■ **What the task asks**: Leaving out all images, write out the records that follow exactly.

■ **Records for the exercise**:
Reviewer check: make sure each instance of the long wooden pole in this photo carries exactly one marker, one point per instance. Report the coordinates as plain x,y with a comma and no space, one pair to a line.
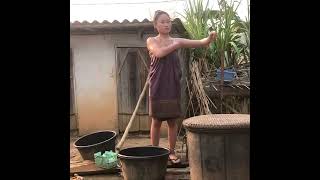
119,145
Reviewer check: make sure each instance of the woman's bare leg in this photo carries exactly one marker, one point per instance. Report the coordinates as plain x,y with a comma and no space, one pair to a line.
155,131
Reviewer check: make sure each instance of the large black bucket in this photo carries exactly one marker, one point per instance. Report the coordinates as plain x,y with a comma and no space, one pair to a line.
100,141
144,163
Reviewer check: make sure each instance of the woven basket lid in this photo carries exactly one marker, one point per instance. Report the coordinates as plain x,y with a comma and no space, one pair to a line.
218,121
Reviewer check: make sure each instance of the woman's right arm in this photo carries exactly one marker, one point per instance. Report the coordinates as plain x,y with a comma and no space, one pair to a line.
159,52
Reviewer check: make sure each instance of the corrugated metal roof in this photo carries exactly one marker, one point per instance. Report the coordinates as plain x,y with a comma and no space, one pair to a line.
125,21
95,27
121,12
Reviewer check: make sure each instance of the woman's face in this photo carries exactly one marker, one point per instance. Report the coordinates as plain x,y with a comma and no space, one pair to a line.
163,24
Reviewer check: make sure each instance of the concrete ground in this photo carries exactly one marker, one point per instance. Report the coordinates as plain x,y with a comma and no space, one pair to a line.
133,141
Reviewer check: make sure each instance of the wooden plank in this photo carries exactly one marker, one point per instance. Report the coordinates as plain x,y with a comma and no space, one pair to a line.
120,121
124,84
73,122
145,123
135,125
89,168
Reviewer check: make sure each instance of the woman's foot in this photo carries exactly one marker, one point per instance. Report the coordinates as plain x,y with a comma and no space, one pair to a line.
174,159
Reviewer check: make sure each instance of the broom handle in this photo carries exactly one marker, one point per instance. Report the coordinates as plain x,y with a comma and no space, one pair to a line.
119,145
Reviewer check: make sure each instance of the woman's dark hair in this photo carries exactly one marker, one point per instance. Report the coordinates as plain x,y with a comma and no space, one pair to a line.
157,14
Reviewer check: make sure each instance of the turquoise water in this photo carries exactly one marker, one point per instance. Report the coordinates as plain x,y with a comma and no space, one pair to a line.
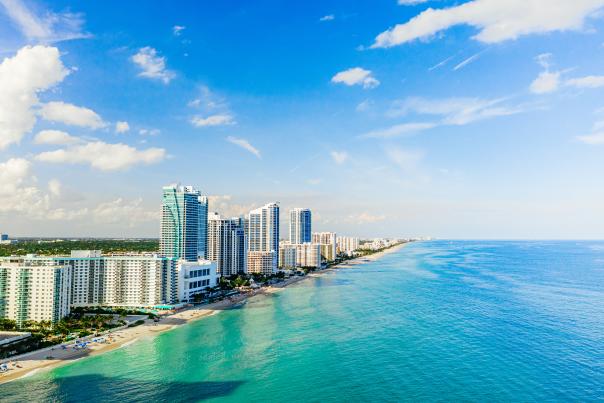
496,321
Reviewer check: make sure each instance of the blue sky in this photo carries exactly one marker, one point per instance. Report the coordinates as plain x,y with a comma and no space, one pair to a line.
455,119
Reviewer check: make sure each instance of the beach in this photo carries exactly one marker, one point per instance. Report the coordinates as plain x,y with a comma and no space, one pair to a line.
45,359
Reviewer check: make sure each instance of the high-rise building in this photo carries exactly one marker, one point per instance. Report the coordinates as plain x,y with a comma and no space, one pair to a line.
347,244
287,255
260,262
299,255
202,249
328,241
132,281
226,244
34,292
300,221
182,223
263,233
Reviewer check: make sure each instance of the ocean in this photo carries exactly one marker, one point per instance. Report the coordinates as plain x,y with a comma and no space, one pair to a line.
435,321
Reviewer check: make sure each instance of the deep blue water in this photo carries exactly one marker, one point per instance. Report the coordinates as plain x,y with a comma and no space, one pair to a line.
437,321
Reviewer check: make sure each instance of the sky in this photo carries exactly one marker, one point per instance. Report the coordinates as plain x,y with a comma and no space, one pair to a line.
452,119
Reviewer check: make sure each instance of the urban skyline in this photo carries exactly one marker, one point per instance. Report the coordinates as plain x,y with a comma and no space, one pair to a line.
385,132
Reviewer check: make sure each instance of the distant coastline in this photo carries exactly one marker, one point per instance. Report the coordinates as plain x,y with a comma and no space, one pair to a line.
35,361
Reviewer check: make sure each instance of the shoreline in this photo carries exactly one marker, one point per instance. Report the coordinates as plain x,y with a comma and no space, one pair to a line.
36,361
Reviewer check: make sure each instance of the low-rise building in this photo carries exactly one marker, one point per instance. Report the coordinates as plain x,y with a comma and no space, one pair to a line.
347,245
195,277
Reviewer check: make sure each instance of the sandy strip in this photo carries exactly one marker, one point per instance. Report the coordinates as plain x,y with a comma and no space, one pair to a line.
36,361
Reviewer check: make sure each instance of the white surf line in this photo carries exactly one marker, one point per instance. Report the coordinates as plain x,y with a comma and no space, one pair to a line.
126,344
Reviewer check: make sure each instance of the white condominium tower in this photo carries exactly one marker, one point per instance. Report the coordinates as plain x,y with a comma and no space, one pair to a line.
328,241
226,244
34,292
300,221
183,223
263,236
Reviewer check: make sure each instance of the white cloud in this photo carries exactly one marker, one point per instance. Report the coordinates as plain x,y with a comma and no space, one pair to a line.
496,20
177,29
149,132
339,156
548,81
214,120
364,106
400,130
411,2
405,159
20,195
597,134
545,82
52,27
54,187
356,76
104,156
152,65
454,111
55,137
71,115
120,211
121,127
586,82
592,139
224,205
314,181
365,218
243,143
31,71
467,61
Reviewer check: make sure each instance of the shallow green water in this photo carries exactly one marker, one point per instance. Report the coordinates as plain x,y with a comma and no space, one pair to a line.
505,321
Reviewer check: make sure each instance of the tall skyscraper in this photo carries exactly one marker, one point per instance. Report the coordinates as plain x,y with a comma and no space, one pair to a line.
182,223
226,244
202,251
328,242
300,222
263,233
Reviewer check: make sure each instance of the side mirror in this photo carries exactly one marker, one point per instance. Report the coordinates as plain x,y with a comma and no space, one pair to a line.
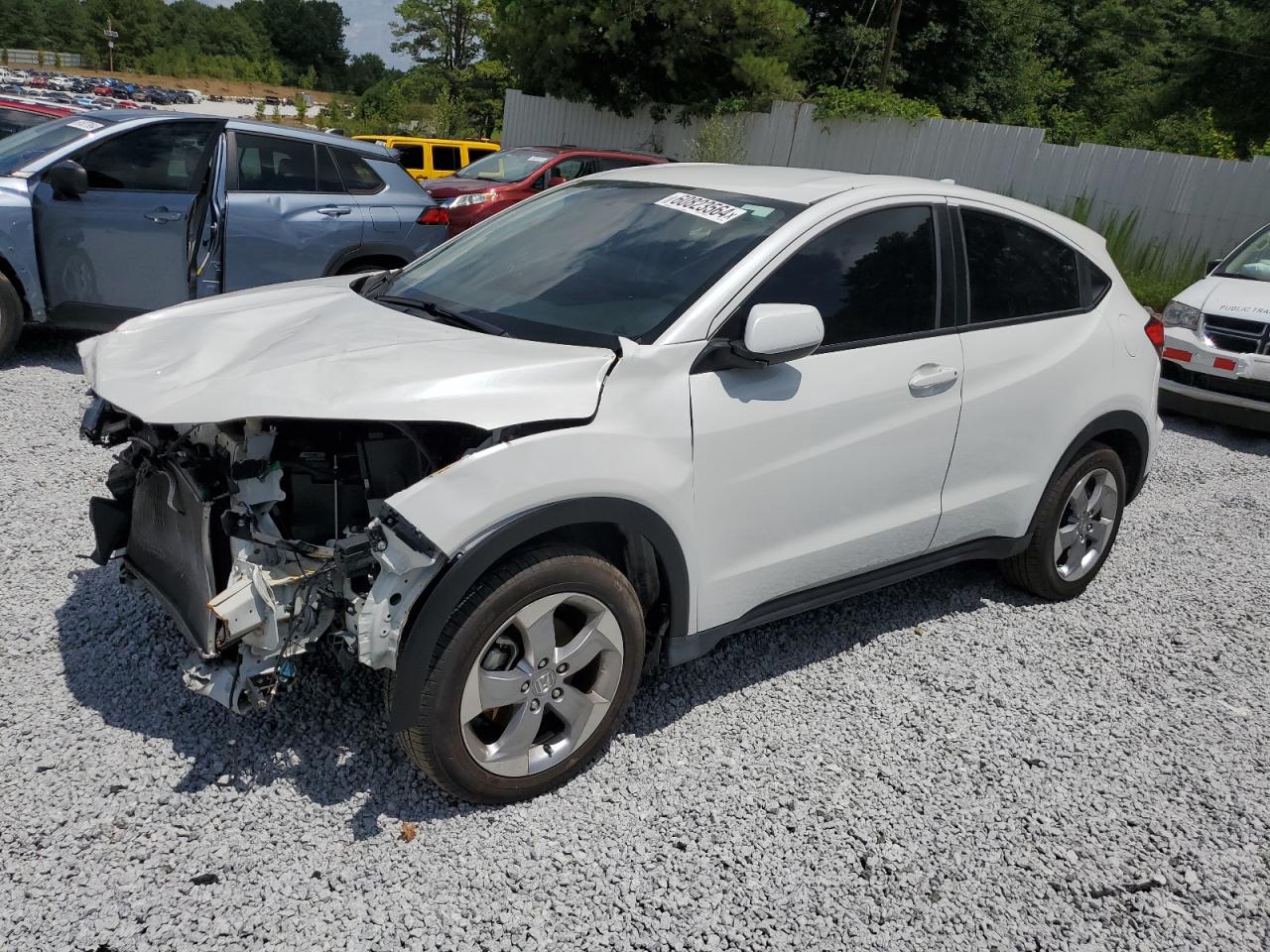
67,179
774,334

■ **Complete output**:
Reviewer check: make sure each instance of the long wooden pole in this photo carries exactly one marker, one point per instance. Report the coordinates as plain x,y with a comma and no space, one pair to a line.
119,145
Reviewer check: make sure each instance of the woman's bare leg in this photo carries exactly one marker, one point per instance. Report the coordinates as plain x,y with a comma and no space, one pair to a line.
155,131
Reviewer check: make sure each instance of the large black bucket in this photo carries exactly one marker, one point per instance. Report the coordinates as plain x,y with a comma and no space, one pair to a line.
100,141
144,163
Reviewer check: make sure each instance of the woven basket lid in this photo carries exactly one marker, one point per instance. Report the coordinates as plain x,y with a comma and no space, one pair to a line.
218,121
Reviewer check: make sure each instance of the woman's right arm in this photo carries exactly one marker, one point per instance. Report the coordinates as plain x,y with a comma and no space, one pair to a line.
159,52
Reviewer check: make sure each instance of the corrugated metal roof in this photo carries exactly one marker, one point per instance. Report the coordinates as plain x,y with a comma and no space, one pair to a line.
125,21
95,27
121,12
Reviewer check: make sure each instance of the woman's face in this photo carries exactly one marker, one point per instance. Report the coordinates as plain x,y with a comma and no space, one pair to a line.
163,24
Reviewer check: make sure each instance of the concrete ground in this photo carries exactly one marker, one point per instance. Report the coordinates as plain x,y with a comma and no space, one pair to a line.
133,141
Reviewer check: make sure each instance of the wooden plank in this photo carries exactly one marker, one point per instance. Report the coordinates as plain x,y with a comma and no space, one pair to a line.
120,121
124,84
73,122
145,123
135,125
89,168
Reviewer check: make sure each instance of the woman's foot in this photo carries exactly one marker, one point per instance. Report the coordinates as plain x,y with a comma and no space, one pair to a line.
174,159
Reviewer check: make sure each instance of the broom handle in this photo carries exactly one marker, one point per instance. Report the coordinates as plain x,y with a comma and no space, one pair to a line.
119,145
Reviewer check: make sure each instance of the woman's dark hair in this photo carries exactly one marker, one point per instance. Report the coordinates as plain x,y with a comma and no space, one pair to a line.
157,14
Reviewer check: make sure each instance of the turquoise water in this photo carries exactly one marker, one point per instance. Report the coordinates as plain x,y with a comma and no space, one pair to a line.
496,321
Reviewer check: make sure each instance of the blue sky in this photo carries exactly one marker, one point per instance. Report the coordinates as plain x,y with a comma and no space, one pair to a line.
455,119
Reviewer check: make sure each instance of the beach in this photo carries exactly one marker, one point per instance. Report the coordinates as plain x,y with a comma and no space, one pair to a line.
45,359
Reviewer check: make sure each instance of the high-rise building in this photo carries exactly one marker, one point per instance. Report the coordinates as plain x,y with a comma and no space, one pair to a line.
347,244
287,255
260,262
299,255
202,249
328,241
132,281
226,244
34,292
300,221
182,223
263,233
Reviewer check: make sure each instance of the ocean in this photo carries exactly one marker, one point per instance. Report the coordinates as plain x,y with a comma and no space, one pair to a line.
435,321
Reviewer check: make sure each instance of the deep blue water in this photo carries exactly one marker, one point per instance. Report the coordinates as plain x,y with a comma and no space, one pair to a line.
437,321
Reviewer check: make sure each instance of the sky in this photo carries exactly one marker, one point per instance. Report the coordinates as plain x,y with a comma and no space, one pair to a line.
452,119
Reviewer check: make sure each instance of the urban skyline in this photo carries exactly one marker, one point per instance. Report the coordinates as plain x,y with a comma and no space, one pair to a line.
385,132
Reviewer check: make sure each instance of the distant coastline in this photo carries exactly one marker, one point per instance. Report the coordinates as plain x,y with a comma and no space, one pair to a line.
35,361
Reviewer check: make sure each instance of the shoreline in this photo carries exactly one marker, one point per instance. Report the coordinates as plain x,y with a comma and no space, one pair to a line.
36,361
Reviewer check: make sure each instance of the low-rise building in this photo carries exactly one marker, one point per instance. Report the coordinates as plain x,y with a comma and no space, one pair to a line.
347,245
195,277
Reviewer check: make sure each instance of the sandy strip in this photo carries exactly one marker, one point per instance. Report the coordinates as plain x,y with a comma and no space, one pair to a line.
36,361
Reviewer check: make sure each instance of the white surf line in this photo carries exactly one marker, one point per instance. Report the coordinates as plain x,y with a comma and no space, one pair to a line.
126,344
Reviewer check: make sure each instance of the white condominium tower in this photo carries exactly one marker, one point per instance. Report the coordinates as plain x,y with a comma and no space, one pair to a line.
328,241
226,244
34,292
300,221
183,223
263,236
Reviewer check: make sure each instance of the white cloud in this photo carries exactly one marker, one point per instance. Report the coordinates as plain x,y with a comma and no space, one pair to a line.
496,20
177,29
149,132
339,156
548,81
214,120
364,106
400,130
411,2
405,159
20,195
597,134
545,82
52,27
54,187
356,76
104,156
152,65
454,111
55,137
71,115
120,211
121,127
586,82
592,139
224,205
314,181
365,218
243,143
31,71
467,61
Reviewer check: make sure each instance of the shallow green water in this photo carries exactly one marker, one point per instance. Report the coordinates as plain x,y with a comma and no space, one pair to a line.
505,321
Reviewer check: make sure each instance of the tall skyscraper in this photo carries exactly one marker, one point per instance. Report the coordinates as plain x,y with a comma and no space, one pair to a line.
182,223
226,244
202,251
328,242
300,222
263,233
Reviewer check: make sure each instance of the side mirror in this photo carries exactly one marker, one point per instance. Report the coordinates as plain x,y with a comma and no space, one pair to a line.
67,179
774,334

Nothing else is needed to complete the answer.